**Short problem:** Starting at the line that contains "Task: pick out every instance of the tree in" and ending with the last of the entries below, rewrite those lines with "photo" replaced by "image" and everything else kept the same.

---------- Provided entries

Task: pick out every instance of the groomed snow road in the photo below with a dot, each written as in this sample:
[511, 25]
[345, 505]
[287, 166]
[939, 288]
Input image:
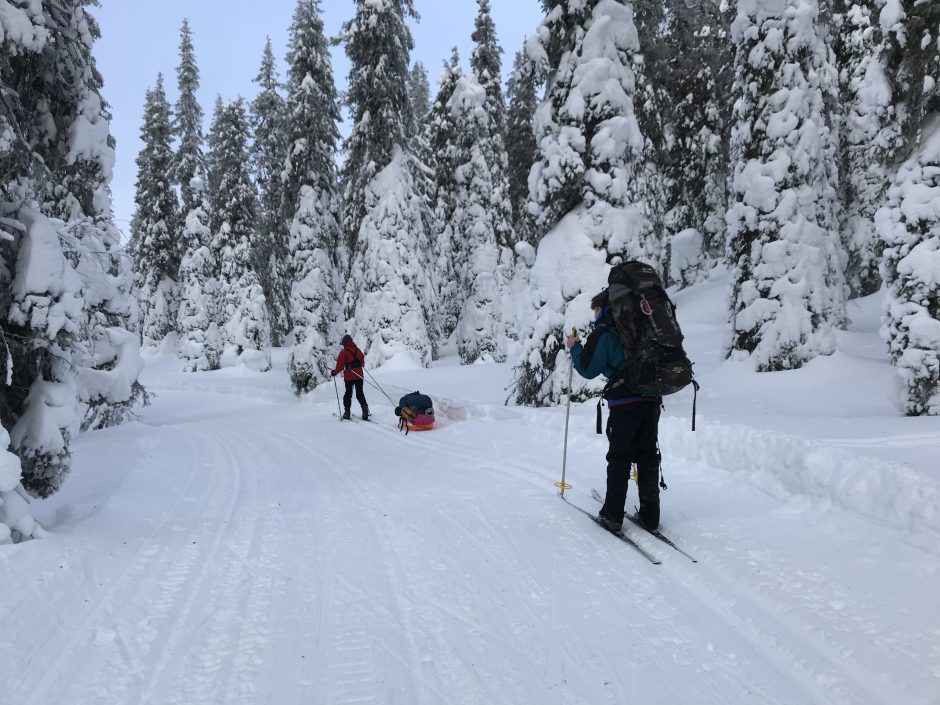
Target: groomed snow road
[242, 547]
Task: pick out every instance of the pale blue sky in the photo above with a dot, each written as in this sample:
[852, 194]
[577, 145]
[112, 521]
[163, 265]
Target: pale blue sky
[141, 38]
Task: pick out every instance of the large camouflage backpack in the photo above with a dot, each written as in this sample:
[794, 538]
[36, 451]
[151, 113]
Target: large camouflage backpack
[644, 319]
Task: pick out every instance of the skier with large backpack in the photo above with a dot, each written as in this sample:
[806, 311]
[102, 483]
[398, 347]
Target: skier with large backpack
[350, 362]
[637, 345]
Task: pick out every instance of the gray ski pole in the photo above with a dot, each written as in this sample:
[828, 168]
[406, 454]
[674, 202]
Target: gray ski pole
[564, 457]
[336, 389]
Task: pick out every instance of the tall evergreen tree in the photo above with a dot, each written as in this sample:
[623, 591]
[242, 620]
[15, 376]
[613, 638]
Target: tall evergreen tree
[788, 287]
[588, 180]
[199, 341]
[522, 94]
[269, 114]
[487, 68]
[311, 198]
[443, 129]
[244, 312]
[200, 337]
[378, 44]
[389, 294]
[189, 162]
[865, 97]
[419, 90]
[70, 359]
[481, 333]
[78, 149]
[155, 238]
[909, 223]
[693, 64]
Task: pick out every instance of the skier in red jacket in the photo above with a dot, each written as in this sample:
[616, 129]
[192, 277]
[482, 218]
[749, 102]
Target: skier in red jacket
[350, 362]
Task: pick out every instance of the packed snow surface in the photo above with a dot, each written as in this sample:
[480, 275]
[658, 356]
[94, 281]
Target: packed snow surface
[236, 545]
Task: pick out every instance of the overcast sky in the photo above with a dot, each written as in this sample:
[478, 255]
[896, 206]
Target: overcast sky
[141, 38]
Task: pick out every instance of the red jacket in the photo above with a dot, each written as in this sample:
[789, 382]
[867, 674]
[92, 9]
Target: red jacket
[350, 362]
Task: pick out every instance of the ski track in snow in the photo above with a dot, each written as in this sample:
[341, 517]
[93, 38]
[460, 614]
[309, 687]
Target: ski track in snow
[287, 558]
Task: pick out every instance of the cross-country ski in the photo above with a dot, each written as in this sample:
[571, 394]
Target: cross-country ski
[656, 533]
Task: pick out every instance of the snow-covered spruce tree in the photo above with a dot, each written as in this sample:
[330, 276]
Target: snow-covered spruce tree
[200, 343]
[155, 241]
[865, 97]
[212, 173]
[268, 116]
[788, 289]
[32, 340]
[912, 64]
[419, 90]
[311, 199]
[443, 134]
[695, 70]
[909, 224]
[521, 93]
[481, 332]
[388, 293]
[43, 322]
[487, 68]
[74, 142]
[189, 161]
[590, 154]
[199, 339]
[246, 330]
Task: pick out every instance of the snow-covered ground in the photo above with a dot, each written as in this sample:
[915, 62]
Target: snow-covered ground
[236, 545]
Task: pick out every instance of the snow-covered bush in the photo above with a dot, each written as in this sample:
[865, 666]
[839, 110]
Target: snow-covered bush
[16, 521]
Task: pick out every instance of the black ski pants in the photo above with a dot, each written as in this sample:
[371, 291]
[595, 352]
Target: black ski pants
[360, 395]
[633, 432]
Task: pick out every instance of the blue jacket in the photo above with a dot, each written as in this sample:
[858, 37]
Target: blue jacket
[602, 354]
[604, 357]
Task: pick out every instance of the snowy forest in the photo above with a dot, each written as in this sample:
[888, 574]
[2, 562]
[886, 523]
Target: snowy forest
[794, 144]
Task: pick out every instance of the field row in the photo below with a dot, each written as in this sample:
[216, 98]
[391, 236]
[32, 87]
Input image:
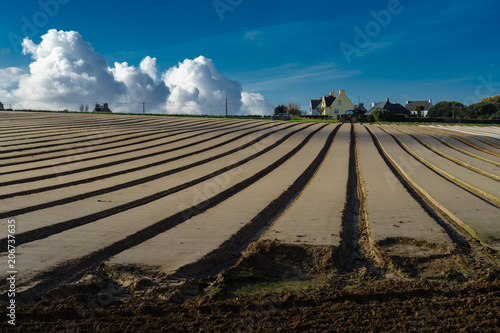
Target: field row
[184, 197]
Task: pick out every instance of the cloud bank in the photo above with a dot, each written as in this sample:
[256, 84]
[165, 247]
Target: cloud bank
[66, 71]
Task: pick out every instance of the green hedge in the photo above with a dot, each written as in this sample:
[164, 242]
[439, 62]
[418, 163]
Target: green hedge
[381, 115]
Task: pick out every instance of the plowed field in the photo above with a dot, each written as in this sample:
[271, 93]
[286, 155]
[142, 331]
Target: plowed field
[128, 223]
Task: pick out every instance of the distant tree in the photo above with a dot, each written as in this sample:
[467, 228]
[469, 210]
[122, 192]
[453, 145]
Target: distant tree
[280, 109]
[419, 108]
[294, 109]
[446, 109]
[494, 99]
[381, 115]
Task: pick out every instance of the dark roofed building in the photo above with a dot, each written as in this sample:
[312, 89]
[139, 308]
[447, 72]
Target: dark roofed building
[361, 108]
[315, 107]
[102, 108]
[393, 108]
[329, 100]
[411, 105]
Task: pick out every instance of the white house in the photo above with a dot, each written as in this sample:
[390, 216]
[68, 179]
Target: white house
[411, 105]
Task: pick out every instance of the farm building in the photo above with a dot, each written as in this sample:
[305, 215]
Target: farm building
[411, 105]
[393, 108]
[331, 105]
[102, 108]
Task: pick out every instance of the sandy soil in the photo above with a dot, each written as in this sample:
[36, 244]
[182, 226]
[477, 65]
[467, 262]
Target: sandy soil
[303, 232]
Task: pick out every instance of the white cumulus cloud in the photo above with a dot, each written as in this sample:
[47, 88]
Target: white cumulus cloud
[197, 87]
[66, 70]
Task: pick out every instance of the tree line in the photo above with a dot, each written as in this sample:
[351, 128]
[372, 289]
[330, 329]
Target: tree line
[488, 108]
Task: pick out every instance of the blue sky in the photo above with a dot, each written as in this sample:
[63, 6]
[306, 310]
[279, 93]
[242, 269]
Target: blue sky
[289, 50]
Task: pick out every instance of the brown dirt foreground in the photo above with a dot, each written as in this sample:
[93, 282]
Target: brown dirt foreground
[262, 295]
[380, 306]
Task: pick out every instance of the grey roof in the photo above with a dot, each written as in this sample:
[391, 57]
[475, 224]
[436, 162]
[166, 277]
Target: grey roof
[395, 108]
[315, 103]
[329, 100]
[411, 105]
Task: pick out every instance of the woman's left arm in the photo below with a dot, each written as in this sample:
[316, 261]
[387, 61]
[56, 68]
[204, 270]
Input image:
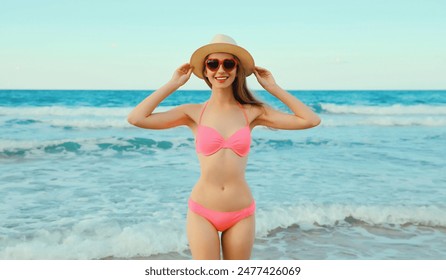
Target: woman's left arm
[303, 116]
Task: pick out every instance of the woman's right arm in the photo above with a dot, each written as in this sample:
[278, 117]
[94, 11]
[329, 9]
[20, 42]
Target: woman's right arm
[142, 115]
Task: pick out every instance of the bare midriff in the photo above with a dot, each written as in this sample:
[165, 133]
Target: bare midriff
[222, 185]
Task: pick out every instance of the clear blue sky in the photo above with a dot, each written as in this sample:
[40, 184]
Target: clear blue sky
[136, 44]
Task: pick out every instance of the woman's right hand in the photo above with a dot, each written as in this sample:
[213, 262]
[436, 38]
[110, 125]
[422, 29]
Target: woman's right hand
[182, 74]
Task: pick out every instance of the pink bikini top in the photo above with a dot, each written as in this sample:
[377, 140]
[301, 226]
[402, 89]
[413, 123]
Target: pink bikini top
[209, 141]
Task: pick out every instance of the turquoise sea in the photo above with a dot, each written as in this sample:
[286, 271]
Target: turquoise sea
[78, 182]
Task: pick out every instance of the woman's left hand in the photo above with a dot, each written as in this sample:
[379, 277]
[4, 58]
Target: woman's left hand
[264, 77]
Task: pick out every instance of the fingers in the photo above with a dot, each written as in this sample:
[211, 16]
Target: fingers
[185, 69]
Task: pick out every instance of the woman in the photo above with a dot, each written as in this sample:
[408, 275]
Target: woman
[221, 200]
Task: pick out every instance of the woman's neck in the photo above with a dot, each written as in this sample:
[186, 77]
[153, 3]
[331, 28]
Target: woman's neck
[222, 96]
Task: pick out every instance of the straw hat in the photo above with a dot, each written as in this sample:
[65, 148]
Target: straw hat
[221, 44]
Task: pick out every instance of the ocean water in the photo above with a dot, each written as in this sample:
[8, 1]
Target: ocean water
[78, 182]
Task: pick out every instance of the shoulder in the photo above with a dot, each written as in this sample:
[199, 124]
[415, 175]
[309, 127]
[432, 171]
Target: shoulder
[191, 110]
[255, 111]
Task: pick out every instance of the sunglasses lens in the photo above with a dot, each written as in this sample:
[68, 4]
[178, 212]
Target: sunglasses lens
[229, 64]
[212, 64]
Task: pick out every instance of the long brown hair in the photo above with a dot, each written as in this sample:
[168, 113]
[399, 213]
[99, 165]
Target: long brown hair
[239, 88]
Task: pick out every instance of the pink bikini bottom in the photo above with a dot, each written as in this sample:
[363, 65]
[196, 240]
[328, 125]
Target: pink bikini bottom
[222, 220]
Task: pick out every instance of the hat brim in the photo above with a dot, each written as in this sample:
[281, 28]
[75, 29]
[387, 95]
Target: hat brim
[197, 58]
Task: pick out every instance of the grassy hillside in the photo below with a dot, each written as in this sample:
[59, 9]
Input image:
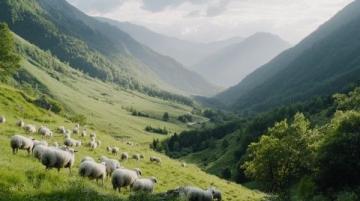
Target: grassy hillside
[100, 50]
[105, 108]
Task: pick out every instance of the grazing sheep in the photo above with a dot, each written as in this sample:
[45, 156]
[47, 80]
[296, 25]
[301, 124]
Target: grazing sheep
[136, 156]
[124, 177]
[83, 133]
[30, 128]
[71, 142]
[20, 123]
[20, 142]
[111, 165]
[58, 158]
[39, 150]
[124, 156]
[94, 144]
[93, 135]
[115, 150]
[2, 119]
[45, 131]
[93, 170]
[196, 194]
[62, 130]
[87, 158]
[155, 159]
[144, 185]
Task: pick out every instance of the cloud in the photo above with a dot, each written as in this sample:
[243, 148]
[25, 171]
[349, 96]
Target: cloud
[217, 8]
[96, 6]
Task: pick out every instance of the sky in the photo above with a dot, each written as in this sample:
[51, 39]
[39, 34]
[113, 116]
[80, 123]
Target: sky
[213, 20]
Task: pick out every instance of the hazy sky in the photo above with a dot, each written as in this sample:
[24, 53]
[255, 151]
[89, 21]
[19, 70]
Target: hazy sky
[210, 20]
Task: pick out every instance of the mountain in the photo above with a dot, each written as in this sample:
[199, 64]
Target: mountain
[97, 48]
[231, 64]
[186, 52]
[325, 62]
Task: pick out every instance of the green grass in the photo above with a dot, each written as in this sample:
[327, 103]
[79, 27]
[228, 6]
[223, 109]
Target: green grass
[24, 178]
[21, 176]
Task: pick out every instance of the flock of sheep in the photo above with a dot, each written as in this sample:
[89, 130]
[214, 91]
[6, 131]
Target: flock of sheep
[58, 157]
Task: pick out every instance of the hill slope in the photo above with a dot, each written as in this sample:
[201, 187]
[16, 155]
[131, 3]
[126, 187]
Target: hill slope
[323, 63]
[105, 107]
[231, 64]
[96, 48]
[186, 52]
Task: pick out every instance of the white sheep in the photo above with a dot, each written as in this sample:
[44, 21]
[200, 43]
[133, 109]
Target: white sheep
[94, 144]
[124, 177]
[45, 131]
[197, 194]
[115, 150]
[39, 150]
[62, 130]
[58, 158]
[93, 170]
[93, 135]
[20, 142]
[155, 159]
[144, 185]
[20, 123]
[83, 133]
[124, 156]
[72, 142]
[136, 157]
[87, 158]
[30, 128]
[111, 165]
[2, 119]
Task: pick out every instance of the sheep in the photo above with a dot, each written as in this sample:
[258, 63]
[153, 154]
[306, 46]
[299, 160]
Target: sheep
[196, 194]
[155, 159]
[93, 135]
[30, 128]
[83, 133]
[20, 142]
[71, 142]
[94, 144]
[58, 158]
[144, 185]
[87, 158]
[93, 170]
[39, 150]
[115, 150]
[111, 165]
[124, 177]
[2, 119]
[124, 156]
[136, 156]
[20, 123]
[62, 130]
[45, 131]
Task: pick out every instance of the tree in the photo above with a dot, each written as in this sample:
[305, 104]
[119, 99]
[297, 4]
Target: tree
[281, 155]
[166, 116]
[9, 60]
[339, 155]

--------------------

**Response to the task:**
Task: pick out every instance of the tree in the image above with a dot, each written as in this sample:
[305, 104]
[119, 99]
[297, 4]
Target: tree
[281, 155]
[166, 116]
[9, 60]
[339, 155]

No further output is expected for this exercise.